**PAGE**.
--
The opinion of the court was delivered by: Yohn, J.


Plaintiff, Lenny Feinberg, brings this action for damages and injunctive relief against his brother and former business partner, Robert "Randy" Feinberg, and their former bookkeeper, David A. Eckelmeyer. Defendants move to dismiss plaintiff's complaint under Fed. R. Civ. P. 12(b)(6). They argue that a release contained in a Separation Agreement between the Feinberg brothers bars plaintiff's claims and, alternatively, that plaintiff fails to state any claims upon which the court can grant relief. For the reasons discussed below, (1) I will deny defendants' motion to dismiss plaintiff's claims for violation of the Computer Fraud and Abuse Act, 18 U.S.C. § 1030 (the "CFAA"), for breach of fiduciary duty, and for civil conspiracy, but (2) I will grant defendants' motion to dismiss plaintiff's claims for misappropriation of trade secrets and for invasion of privacy, without prejudice for plaintiff to file an amended complaint within twenty days.

I. Factual And Procedural Background

Plaintiff alleges that defendants conspired to copy and to destroy his confidential business and personal information (1) to gain advantage over him in the negotiation of the Separation Agreement that split the Feinberg brothers' shared business ventures, and (2) to gain advantage over him in competition over future business. (Compl. 1-2.) Plaintiff seeks injunctive relief, damages, attorneys' fees, and punitive damages. (Id. ¶ 2.) Plaintiff brings five causes of action: Count I alleges violation of the CFAA; Count II alleges breach of fiduciary duty; Count III alleges violation of Pennsylvania's Uniform Trade Secrets Act ("PUTSA"); Count IV alleges invasion of privacy; and Count V alleges a civil conspiracy. (Id.)

A. The Separation Of The Feinberg Brothers' Partnership Interests

Plaintiff alleges in his complaint that he and Randy Feinberg shared partnerships in real estate development ventures for more than twenty years. (Id. ¶¶ 4, 6.) He claims that "effective on June 30, 2008," he and Randy Feinberg "separated most of their partnership interests" (hereinafter, the "Feinberg brothers' partnership interests") pursuant to a Separation Agreement.*fn1

(Id. ¶ 7.) He alleges that he "agreed to pay $1 Million and his interests in five properties known as 'Locker Room Self-Storage' in exchange for [Randy] Feinberg's interests in various partnerships, and then adjustments to incomes/debits from the transferred partnerships based on rent, property taxes and property expenses through June 30,2008 [sic] which were being calculated and adjusted by Defendant Eckelmeyer from July through September 2008." (Id. ¶ 13.)
--
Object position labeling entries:
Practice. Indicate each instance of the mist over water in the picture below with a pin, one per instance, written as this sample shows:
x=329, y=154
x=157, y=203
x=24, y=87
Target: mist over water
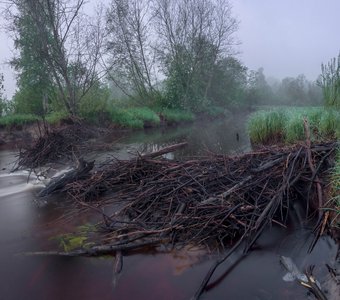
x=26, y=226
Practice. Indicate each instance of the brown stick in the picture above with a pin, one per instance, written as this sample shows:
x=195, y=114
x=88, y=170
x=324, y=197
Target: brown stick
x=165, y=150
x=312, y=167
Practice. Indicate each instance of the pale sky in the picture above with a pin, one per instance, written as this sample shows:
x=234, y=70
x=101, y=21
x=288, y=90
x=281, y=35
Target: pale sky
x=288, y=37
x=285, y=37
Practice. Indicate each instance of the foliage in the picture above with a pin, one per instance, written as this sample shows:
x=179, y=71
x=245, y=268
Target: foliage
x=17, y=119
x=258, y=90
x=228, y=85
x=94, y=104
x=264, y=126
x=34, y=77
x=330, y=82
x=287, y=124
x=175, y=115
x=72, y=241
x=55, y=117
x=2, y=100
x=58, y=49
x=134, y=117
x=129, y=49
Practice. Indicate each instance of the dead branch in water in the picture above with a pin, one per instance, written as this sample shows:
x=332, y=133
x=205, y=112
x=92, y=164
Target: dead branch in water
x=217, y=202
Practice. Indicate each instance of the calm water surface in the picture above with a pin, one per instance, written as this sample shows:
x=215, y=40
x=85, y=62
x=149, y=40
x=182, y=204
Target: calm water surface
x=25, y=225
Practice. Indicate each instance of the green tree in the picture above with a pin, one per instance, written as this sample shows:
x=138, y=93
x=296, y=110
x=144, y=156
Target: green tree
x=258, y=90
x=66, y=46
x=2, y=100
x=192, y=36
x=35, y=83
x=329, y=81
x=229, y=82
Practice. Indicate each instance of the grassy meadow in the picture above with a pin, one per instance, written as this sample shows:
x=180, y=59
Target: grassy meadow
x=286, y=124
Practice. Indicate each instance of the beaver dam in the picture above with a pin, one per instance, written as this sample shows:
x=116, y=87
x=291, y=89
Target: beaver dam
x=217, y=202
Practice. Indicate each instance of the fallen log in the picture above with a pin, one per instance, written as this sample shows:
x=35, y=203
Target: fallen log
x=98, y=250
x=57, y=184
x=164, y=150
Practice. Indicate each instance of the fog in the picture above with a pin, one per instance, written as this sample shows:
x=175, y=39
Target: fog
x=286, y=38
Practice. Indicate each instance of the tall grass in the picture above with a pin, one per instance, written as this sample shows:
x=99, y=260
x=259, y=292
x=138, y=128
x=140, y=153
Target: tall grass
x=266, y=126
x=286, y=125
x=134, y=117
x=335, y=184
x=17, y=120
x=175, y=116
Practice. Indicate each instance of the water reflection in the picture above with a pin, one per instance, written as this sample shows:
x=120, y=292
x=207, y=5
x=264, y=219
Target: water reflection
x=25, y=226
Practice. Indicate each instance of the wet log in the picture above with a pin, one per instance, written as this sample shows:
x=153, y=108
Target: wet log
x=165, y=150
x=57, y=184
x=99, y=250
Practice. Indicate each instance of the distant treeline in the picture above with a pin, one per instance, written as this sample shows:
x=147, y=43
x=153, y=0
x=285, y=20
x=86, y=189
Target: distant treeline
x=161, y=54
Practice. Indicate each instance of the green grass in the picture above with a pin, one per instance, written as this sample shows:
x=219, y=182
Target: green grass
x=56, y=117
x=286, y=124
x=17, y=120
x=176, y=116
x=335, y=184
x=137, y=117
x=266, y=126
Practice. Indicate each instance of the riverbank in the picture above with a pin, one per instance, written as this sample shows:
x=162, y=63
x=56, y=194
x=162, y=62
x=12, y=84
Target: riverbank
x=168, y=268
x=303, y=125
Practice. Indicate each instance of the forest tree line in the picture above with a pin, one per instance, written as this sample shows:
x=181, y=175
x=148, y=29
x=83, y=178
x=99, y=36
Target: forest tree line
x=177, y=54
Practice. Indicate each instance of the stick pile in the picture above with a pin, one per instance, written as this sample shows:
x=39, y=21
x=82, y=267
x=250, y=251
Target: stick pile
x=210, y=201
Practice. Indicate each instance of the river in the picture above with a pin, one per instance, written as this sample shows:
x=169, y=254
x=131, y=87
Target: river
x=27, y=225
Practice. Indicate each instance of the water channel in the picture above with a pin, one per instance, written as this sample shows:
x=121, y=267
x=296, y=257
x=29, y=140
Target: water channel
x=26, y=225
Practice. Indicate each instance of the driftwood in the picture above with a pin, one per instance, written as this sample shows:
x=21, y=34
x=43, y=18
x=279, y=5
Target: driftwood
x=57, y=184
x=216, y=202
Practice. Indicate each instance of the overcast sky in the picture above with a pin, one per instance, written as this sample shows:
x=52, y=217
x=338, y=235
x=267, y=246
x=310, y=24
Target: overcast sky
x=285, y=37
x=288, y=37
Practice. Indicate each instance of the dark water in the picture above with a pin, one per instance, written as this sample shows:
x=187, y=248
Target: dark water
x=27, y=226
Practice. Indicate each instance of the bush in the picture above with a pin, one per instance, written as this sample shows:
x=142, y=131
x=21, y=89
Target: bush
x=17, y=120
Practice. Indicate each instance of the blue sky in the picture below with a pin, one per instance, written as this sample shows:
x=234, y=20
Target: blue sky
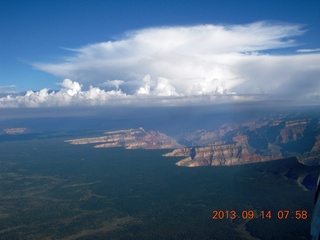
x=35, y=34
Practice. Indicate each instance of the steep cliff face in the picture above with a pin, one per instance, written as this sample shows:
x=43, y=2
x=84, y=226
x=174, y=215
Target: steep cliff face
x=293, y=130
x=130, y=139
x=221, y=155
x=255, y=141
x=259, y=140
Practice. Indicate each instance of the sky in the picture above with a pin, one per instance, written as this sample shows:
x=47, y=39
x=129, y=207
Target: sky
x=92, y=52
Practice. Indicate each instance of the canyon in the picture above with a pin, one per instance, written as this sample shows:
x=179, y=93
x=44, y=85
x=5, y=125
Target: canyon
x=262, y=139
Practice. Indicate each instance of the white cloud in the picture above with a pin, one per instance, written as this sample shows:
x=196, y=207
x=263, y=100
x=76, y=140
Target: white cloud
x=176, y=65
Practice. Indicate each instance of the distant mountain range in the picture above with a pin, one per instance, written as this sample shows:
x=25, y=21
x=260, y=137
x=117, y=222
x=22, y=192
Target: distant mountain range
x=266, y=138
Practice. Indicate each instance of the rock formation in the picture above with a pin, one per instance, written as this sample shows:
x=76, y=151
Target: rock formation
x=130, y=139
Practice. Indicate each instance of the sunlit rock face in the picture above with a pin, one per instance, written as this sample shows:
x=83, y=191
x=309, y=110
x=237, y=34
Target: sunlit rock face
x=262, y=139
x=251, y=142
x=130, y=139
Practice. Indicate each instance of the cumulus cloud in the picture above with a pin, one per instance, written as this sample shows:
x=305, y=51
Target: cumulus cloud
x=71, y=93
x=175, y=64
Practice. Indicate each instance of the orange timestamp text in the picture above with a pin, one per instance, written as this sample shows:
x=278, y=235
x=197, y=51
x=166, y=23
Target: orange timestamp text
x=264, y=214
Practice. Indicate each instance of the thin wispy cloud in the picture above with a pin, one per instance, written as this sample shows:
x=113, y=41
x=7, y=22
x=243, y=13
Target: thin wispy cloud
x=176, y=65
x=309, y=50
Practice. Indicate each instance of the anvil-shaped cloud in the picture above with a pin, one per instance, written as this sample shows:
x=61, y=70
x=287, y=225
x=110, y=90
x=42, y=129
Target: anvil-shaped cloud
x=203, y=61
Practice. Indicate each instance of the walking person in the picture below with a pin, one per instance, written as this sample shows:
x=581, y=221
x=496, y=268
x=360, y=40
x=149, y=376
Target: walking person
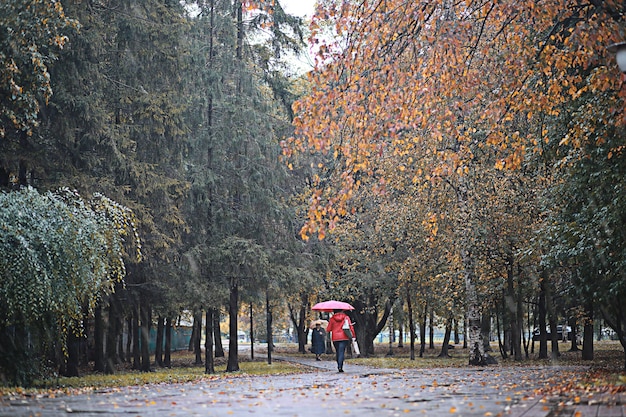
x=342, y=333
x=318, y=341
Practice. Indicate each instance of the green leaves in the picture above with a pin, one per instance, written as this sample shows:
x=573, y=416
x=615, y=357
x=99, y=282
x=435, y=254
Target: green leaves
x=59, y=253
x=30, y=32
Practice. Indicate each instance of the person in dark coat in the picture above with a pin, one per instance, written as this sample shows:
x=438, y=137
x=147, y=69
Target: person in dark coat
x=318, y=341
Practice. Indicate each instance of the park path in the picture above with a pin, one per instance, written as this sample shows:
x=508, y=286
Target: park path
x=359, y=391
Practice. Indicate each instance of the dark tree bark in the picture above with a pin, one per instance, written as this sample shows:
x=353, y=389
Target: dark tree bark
--
**PROBLEM 1**.
Will you set down everything in the court opinion from "I. Factual And" down to "civil conspiracy. (Id.)", word for word?
**PROBLEM 2**.
Can you resume the court opinion in the Feinberg case from the point where it stops?

**RESULT 1**.
I. Factual And Procedural Background

Plaintiff alleges that defendants conspired to copy and to destroy his confidential business and personal information (1) to gain advantage over him in the negotiation of the Separation Agreement that split the Feinberg brothers' shared business ventures, and (2) to gain advantage over him in competition over future business. (Compl. 1-2.) Plaintiff seeks injunctive relief, damages, attorneys' fees, and punitive damages. (Id. ¶ 2.) Plaintiff brings five causes of action: Count I alleges violation of the CFAA; Count II alleges breach of fiduciary duty; Count III alleges violation of Pennsylvania's Uniform Trade Secrets Act ("PUTSA"); Count IV alleges invasion of privacy; and Count V alleges a civil conspiracy. (Id.)

**RESULT 2**.
B. The Feinberg Brothers' Employment Of Eckelmeyer

Plaintiff alleges that Eckelmeyer was the accountant and bookkeeper for the Feinberg brothers' partnerships until June 30, 2008. (Id. ¶ 10.) According to plaintiff, the parties agreed that after June 30, 2008, Eckelmeyer would continue to work for both plaintiff and Randy Feinberg, splitting his time equally between the two, "but not disclosing any confidential business information between the former partners other than as necessary for the final accounting on the transferred partnership interests." (Id. ¶ 14.) Plaintiff alleges that he trusted Eckelmeyer to remain loyal to him during the period of "the crucial transition accounting." (Id. ¶ 20.) Plaintiff further alleges that Eckelmeyer "repeatedly represented" that he understood his obligation to protect plaintiff's trade secrets and confidential and proprietary information from all unauthorized use and not to misappropriate such information. (Id. ¶ 21.) Plaintiff alleges that after October 3, 2008, he no longer employed Eckelmeyer, but that Randy Feinberg continued to do so. (Id. ¶¶ 5, 6, 10.)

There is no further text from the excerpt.